→ **GIVEN REQUEST**
Each record below is to be reproduced without any change.

[Stored dataset items]
>>

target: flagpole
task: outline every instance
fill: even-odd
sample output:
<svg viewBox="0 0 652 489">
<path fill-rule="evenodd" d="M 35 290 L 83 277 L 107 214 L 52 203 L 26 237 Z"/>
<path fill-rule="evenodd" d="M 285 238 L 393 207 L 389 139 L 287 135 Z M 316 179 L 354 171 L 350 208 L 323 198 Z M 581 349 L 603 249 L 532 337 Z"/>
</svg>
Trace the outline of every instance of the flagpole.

<<

→ **WORKED SOLUTION**
target: flagpole
task: outline every instance
fill: even-odd
sample output:
<svg viewBox="0 0 652 489">
<path fill-rule="evenodd" d="M 35 290 L 83 277 L 107 214 L 52 203 L 26 237 Z"/>
<path fill-rule="evenodd" d="M 285 238 L 393 207 L 389 139 L 287 135 Z M 316 179 L 354 171 L 350 208 L 323 198 Z M 581 349 L 603 249 L 532 337 Z"/>
</svg>
Trace the outline of every instance of the flagpole.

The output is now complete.